EP300-deficient cells increase their motility and invasive properties, both in colon and breast cancer cells [11], [12]. This phenotype involves major cellular reprogramming highlighted in the EP300 signature described here with downregulation of cell adhesion molecules, such as EPCAM5 and EPCAM6, and upregulation of collagens (COL12A1 and COL4A5) and mesenchymal OB-cadherin (CDH11), a characteristic EMT marker [39]. Upregulation of fibulins (EFEMP1 and HMCN1), which bind EGFR and regulate cell adhesion and migration, correlates with tumour progression and poor prognosis in ovarian cancer [40]. Upregulation of EPHA4, a receptor tyrosine kinase which binds ephrin family ligands, modulates cell morphology and promotes migration in glioma cells [41]. Consistently, high levels of EPHA4 correlate with a reduced overall survival in breast cancer patients [42]. Downregulation of ARHGAP20, a GTPase activator of Rho-type GTPases, favours Rho to be in the active GTP-bound state and promotes motility [43]. Reorganization of the actin cytoskeleton is also important for cellular remodelling, with the downregulation of plastin (PLS3) and other actin-binding proteins (CNN2), as well as upregulation of WIPF1, which intervenes in the disassembly of stress fibres in favour of filopodia formation. Importantly, high expression of WIPF1 is associated with poor prognosis in breast cancer [44]. Cytoskeletal remodelling is also regulated by CAPN9, a member of the calpain family. Low CAPN9 expression has been associated with poorer clinical outcome in breast cancer patients following endocrine therapy [45].

SUPPLIED INFORMATION:

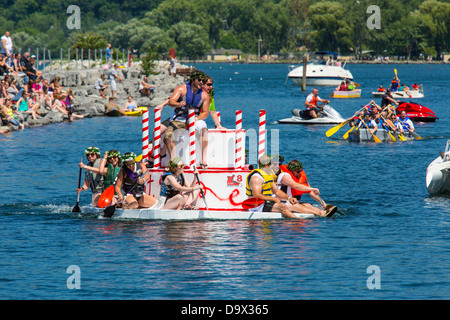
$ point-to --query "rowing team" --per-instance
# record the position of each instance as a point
(118, 181)
(374, 117)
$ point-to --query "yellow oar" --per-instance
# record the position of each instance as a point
(345, 136)
(377, 140)
(335, 129)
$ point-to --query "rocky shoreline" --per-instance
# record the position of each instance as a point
(87, 100)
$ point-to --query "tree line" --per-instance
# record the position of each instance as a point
(193, 27)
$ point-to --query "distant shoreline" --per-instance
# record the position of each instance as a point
(300, 62)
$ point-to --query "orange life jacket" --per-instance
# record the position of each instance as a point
(302, 180)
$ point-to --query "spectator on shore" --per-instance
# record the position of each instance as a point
(111, 105)
(7, 47)
(9, 113)
(109, 54)
(100, 86)
(145, 88)
(112, 79)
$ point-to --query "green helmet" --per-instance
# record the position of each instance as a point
(129, 156)
(114, 153)
(92, 150)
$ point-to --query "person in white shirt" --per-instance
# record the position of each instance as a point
(7, 47)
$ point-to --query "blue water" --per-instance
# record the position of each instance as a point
(388, 219)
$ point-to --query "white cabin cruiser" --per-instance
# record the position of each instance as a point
(321, 72)
(438, 173)
(328, 115)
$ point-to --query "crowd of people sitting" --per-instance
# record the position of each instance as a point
(24, 90)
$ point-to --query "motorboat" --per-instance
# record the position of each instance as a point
(224, 192)
(347, 94)
(364, 135)
(321, 72)
(413, 94)
(416, 112)
(327, 115)
(438, 173)
(202, 214)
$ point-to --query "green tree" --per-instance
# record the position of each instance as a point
(191, 40)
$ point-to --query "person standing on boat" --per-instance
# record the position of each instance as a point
(260, 185)
(93, 178)
(189, 95)
(179, 193)
(404, 123)
(387, 99)
(131, 179)
(311, 102)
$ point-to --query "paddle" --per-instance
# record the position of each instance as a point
(345, 136)
(377, 140)
(201, 191)
(77, 207)
(106, 196)
(251, 203)
(335, 129)
(108, 212)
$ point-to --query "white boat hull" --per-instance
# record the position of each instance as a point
(347, 94)
(401, 94)
(438, 174)
(328, 116)
(160, 214)
(320, 75)
(364, 135)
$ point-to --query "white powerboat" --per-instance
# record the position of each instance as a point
(413, 94)
(438, 173)
(202, 214)
(364, 135)
(321, 72)
(327, 115)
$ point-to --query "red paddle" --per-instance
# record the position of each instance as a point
(106, 197)
(251, 203)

EXERCISE DESCRIPTION: Extend the passage above on the EP300 signature in cancer cells, beginning right after its final sentence.

RESPONSE TO THIS EXERCISE:
TGFB2 is one of the three highly homologous isoforms of TGF-β found in humans. TGF-β is a potent inducer of EMT in mammary cells, the acquisition of CSC properties and chemotherapy resistance [46, 47]. TGF-β also induces FGFR switching, causing murine mammary epithelial cells to become sensitive to FGF2 [48]. A similar effect is observed in the EP300 signature, with upregulation of TGFB2 and FGFR2. Importantly, FGF2 induces mesenchymal OB-cadherin (CDH11) expression [49], also observed in EP300-deficient MCF-7 cells. Importantly, metaplastic breast cancer is enriched in the markers of CSCs and EMT [50] and we show here low EP300 expression when compared to non-cancerous breast epithelium. Transcriptome profiling of metaplastic breast cancer indicates downregulation of epithelial phenotypes, remodelling of the extracellular matrix and EMT [51, 52]. Of note that the small sample analysed by Lien et al. indicates a concordance with differentially regulated genes in the MCF-7 EP300 signature, downregulation of CDH1, CEACAM6 and ARHGAP8, another Rho GTPase-activating protein, as well as upregulation of BCL2A1, EFNB1 (ephrin B1) and osteoprotegerin (TNFRSF11B), a soluble TRAIL decoy receptor secreted by inflammatory and invasive breast cancer cells that induces aneuploidy, cell proliferation and angiogenesis [53].

In conclusion, we demonstrate that tumour suppressor EP300 is poorly expressed in metaplastic breast cancer and is a master regulator of EMT, CSCs and drug resistance.